Given exercise => Return exactly the span of lines that opens with the line containing "of the white" and closes with the last line of the data, inclusive.

——

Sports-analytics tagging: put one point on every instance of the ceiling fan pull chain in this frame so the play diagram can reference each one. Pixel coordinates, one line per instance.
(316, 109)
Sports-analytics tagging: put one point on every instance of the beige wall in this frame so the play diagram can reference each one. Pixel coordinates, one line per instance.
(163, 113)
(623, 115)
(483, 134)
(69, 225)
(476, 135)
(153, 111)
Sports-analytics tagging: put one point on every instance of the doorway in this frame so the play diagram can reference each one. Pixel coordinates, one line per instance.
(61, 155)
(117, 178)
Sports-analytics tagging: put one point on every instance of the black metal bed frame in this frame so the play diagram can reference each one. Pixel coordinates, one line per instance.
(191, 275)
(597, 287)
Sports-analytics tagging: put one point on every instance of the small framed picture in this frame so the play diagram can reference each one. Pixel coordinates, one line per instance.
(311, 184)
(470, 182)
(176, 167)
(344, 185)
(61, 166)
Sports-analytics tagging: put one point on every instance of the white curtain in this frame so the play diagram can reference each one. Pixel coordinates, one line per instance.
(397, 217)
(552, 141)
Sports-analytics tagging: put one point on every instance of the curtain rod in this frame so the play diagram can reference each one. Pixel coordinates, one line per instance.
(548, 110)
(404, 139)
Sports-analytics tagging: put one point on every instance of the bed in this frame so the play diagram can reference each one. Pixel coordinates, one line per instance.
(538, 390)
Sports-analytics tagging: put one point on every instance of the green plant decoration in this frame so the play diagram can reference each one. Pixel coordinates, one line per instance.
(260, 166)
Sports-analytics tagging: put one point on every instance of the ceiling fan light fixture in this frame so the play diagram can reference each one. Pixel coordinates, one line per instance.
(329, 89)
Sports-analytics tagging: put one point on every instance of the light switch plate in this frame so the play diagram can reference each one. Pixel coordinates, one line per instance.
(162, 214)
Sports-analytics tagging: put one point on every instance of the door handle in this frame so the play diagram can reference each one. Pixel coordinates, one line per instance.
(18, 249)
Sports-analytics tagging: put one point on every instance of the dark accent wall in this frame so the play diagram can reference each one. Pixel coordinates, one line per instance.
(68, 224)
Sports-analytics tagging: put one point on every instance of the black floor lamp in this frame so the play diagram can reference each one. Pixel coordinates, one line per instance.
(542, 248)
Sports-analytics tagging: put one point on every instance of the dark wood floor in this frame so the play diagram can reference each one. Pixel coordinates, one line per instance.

——

Right answer =>
Sports-analytics tagging: put one point on every instance of the white curtain in this frame so the play diagram can reference each one. Pixel coordinates, one line per instance.
(397, 217)
(552, 141)
Sports-analytics tagging: put one point on every instance of the curtain rod in this frame so the play diagram can reference each one. Pixel coordinates, one line per instance.
(548, 110)
(404, 139)
Sports-analytics tagging: put one point on every instance of the bed in this frame so the play diagram can reference each one. Pixel coordinates, one line per instance.
(538, 390)
Sports-analytics tagging: put one point on every instance of the green plant decoration in this frame so the play diagram can reference each one. Pixel coordinates, one line per instance.
(260, 166)
Sports-analytics tagging: put one point on every instance of the ceiling fan light fixture in this frame so the play diagram can reference each one. Pixel coordinates, one line per instance.
(329, 89)
Sports-analytics tagging: put one point on every instance of the light switch plate in this frame so the play diagram can reference each one. Pixel coordinates, one line per instance.
(162, 214)
Sports-analytics tagging: put one point on every instance of the door handle in this frame so the play diagram can reference each one. Pixel coordinates, one line per instance.
(18, 249)
Sports-analytics tagging: put one point on every instance of the dark accent wall in this frame so the play diagram can reference each one. Pixel coordinates, one line per instance.
(68, 224)
Sports-analytics tagging: put one point on every instance of the black floor lamp in this frame so the play diagram can reference each one. Pixel coordinates, one line per instance.
(542, 248)
Sports-analytics tagging: put one point on every instance of the dark wood floor in this frame so the play diagram can reference each one. Pixel coordinates, one line per instance.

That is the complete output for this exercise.